Which of the lines below include the word "list"? Pull each one out.

DATA PROVIDED
'''

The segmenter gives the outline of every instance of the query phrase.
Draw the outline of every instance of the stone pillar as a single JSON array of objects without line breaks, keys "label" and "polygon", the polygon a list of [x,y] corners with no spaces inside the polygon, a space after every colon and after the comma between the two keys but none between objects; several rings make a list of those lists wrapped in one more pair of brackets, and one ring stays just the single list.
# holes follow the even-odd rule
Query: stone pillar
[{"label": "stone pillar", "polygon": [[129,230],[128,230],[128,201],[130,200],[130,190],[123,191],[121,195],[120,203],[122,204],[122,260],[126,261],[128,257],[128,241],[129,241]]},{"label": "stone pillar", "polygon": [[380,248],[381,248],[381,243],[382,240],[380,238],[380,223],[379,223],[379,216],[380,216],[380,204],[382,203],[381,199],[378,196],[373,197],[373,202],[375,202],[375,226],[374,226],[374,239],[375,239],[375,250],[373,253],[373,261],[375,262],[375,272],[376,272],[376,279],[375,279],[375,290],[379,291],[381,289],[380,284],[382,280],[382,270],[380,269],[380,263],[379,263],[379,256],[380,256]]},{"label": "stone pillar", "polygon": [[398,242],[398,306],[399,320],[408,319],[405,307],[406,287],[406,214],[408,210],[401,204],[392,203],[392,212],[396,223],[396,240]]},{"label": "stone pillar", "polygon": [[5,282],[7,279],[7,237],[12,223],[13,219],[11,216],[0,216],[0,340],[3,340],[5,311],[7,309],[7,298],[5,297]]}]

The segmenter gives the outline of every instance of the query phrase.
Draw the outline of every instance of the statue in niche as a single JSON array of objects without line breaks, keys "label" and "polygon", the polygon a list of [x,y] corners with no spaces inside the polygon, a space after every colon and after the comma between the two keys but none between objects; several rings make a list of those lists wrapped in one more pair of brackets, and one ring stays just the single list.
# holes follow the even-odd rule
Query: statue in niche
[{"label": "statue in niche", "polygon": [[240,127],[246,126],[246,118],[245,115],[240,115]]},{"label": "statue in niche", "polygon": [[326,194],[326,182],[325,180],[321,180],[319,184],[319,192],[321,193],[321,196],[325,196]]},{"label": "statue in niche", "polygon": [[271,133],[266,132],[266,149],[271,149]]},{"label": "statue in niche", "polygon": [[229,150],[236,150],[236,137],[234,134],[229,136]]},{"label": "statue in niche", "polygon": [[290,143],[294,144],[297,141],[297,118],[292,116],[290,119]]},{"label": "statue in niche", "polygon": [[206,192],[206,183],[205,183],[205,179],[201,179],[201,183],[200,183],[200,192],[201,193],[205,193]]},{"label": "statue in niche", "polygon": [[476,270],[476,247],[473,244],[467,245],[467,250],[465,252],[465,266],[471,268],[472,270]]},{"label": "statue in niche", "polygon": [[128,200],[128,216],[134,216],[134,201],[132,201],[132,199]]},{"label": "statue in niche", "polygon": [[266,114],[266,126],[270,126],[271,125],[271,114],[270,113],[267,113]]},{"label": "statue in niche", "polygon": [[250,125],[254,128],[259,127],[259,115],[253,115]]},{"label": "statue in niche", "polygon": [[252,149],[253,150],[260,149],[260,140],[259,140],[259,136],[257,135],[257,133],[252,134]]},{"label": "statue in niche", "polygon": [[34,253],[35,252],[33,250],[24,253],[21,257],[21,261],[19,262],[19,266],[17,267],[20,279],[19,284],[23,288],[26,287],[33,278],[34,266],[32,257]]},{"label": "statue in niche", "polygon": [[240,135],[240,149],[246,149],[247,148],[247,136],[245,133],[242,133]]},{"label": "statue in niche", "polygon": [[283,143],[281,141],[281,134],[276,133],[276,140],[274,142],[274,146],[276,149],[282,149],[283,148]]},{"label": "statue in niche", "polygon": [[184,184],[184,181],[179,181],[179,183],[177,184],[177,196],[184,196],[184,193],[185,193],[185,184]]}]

'''

RESULT OF THE TASK
Draw the outline of every instance of the stone pillar as a single JSON array of objects without line breaks, keys "label" and "polygon", the polygon a list of [x,y] corners with no spaces inside the polygon, a space after every colon and after the comma between the two keys but none between objects; several rings make a list of those lists wrapped in one more pair of brackets, and one ring stays just the single list.
Draw the outline of every instance of the statue in niche as a single JSON array of objects without line breaks, keys "label" and "polygon", the polygon a list of [x,y] corners with no spaces inside the polygon, a space after every colon and after the comma between the two keys but none between objects; several rings make a list of those lists wrapped in one more pair of brackets, and one ring stays just the single list.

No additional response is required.